### Task objective
Please print the entries exactly, omitting each image.

### Data for review

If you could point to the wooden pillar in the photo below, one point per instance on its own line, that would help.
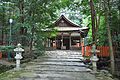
(70, 39)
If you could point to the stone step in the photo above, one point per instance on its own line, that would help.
(61, 57)
(61, 63)
(58, 60)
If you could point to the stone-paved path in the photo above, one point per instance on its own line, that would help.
(55, 65)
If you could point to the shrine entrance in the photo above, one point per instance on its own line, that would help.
(68, 34)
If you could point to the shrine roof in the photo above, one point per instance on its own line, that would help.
(65, 22)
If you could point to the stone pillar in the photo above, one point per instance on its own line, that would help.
(70, 40)
(55, 43)
(94, 58)
(49, 42)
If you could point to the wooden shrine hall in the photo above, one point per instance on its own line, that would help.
(69, 34)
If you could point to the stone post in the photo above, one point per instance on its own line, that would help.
(18, 55)
(94, 58)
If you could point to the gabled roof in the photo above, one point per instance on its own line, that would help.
(65, 22)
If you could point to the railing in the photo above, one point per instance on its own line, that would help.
(104, 51)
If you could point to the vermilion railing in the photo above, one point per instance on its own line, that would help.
(104, 51)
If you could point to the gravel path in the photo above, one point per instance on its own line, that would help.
(55, 65)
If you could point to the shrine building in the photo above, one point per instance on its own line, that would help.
(69, 34)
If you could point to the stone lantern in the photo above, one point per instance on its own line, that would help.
(18, 55)
(94, 57)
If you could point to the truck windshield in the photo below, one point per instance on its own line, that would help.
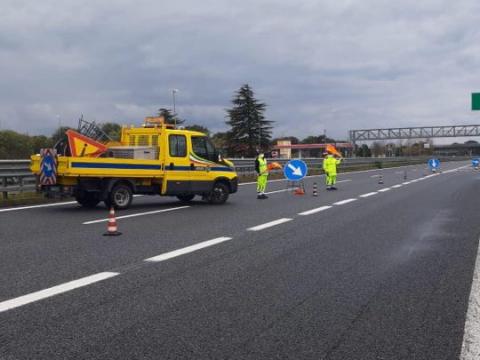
(203, 147)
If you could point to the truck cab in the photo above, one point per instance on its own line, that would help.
(155, 159)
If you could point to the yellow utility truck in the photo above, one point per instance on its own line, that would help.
(154, 159)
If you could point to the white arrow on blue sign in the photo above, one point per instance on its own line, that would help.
(434, 163)
(295, 170)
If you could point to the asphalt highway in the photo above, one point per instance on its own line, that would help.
(370, 271)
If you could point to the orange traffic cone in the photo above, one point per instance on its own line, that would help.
(299, 191)
(112, 229)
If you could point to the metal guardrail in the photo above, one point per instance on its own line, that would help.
(15, 175)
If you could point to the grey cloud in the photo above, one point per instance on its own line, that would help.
(332, 65)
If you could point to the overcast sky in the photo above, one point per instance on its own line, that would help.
(334, 65)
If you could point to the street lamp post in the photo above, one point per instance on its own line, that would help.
(174, 91)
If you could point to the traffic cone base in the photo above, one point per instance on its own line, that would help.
(112, 229)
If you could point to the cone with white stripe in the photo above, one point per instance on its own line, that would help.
(380, 179)
(112, 229)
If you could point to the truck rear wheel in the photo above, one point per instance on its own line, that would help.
(185, 198)
(120, 197)
(87, 200)
(219, 194)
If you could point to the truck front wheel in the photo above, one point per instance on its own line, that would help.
(120, 197)
(219, 194)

### Exercise answer
If you could point to the wooden pillar in the photo below, one point per instance on its own line, that would help.
(70, 39)
If you could point to the stone step in the photo above, one point per instance on its own line, that would help.
(61, 57)
(61, 63)
(58, 60)
If you could point to the stone-paved path in the photo above, one point per instance on its own line, that would help.
(55, 65)
If you could point to the shrine entrance in the photo above, one point per instance on its own line, that would help.
(68, 34)
If you could point to the shrine roof in the photo above, one point per instance on its own line, that would help.
(65, 22)
If you could point to the stone pillar in the photo above, one point per instance on its own line, that would help.
(70, 40)
(55, 43)
(94, 58)
(49, 42)
If you could point to the wooden shrine hall in the photo above, one point per instance on its own line, that would help.
(69, 34)
If you could point to the stone post in the photo above, one point per instance on its own line, that would help.
(18, 55)
(94, 58)
If you could point to the gabled roof in the photo above, one point per instance on its own line, that would help.
(65, 22)
If you could point to the railing in the photo above, one point per instance on its own line, that would help.
(104, 51)
If you could point to the vermilion railing in the photo above, one point per instance on its own line, that would help.
(104, 51)
If you could point to the gravel path in the photo above, one point per instance on its own line, that would help.
(55, 65)
If you could point to the shrine building in the photo above, one point per instance on its own line, that would help.
(69, 34)
If you could point to the stone lantern in the photo above, one point per instance on its own line, that would help.
(18, 55)
(94, 57)
If you could point to the truck windshield in the photo below, one point per instance on its own line, that would help.
(203, 147)
If you could point to the truck cab in the photo above, one point per instance on its own line, that would help.
(155, 159)
If you could point to the yellow utility truck in the photo above, one point per instance on its own line, that would help.
(154, 159)
If you could point to the white arrow on blue sign in the photo above, one point per instance on its own line, that would help.
(434, 163)
(295, 170)
If you could point to the asphalt highway in the photo above, one point per instance on its own line, that would help.
(370, 271)
If you could point to the orange traffic cone in the photo above, one point per instance on its own line, that would help.
(299, 191)
(112, 229)
If you could point to the metal guardrail in the photo above, one point per instance on its own line, that would help.
(15, 175)
If you could point to the grey cloud in the photo above, one point per instance on its own line, that would help.
(332, 65)
If you could point to the overcast sky in the photo above, one point per instance on its own line, that would help.
(334, 65)
If you could point to the street lamp post in the photo above, one point per instance on its own line, that would help.
(174, 91)
If you could point to the traffic cone base in the photo above, one point per instance on its own line, that would help.
(112, 229)
If you could point to the cone with white stripe in the photo above, one point per instance on its own line, that would help.
(380, 179)
(112, 229)
If you could point to the truck rear wheel in the photo above, one point per instance on its own line, that would help.
(185, 198)
(120, 197)
(87, 200)
(219, 194)
If you could point to the truck front wheel in the photo above, one point per instance on its own line, that would help.
(120, 197)
(219, 194)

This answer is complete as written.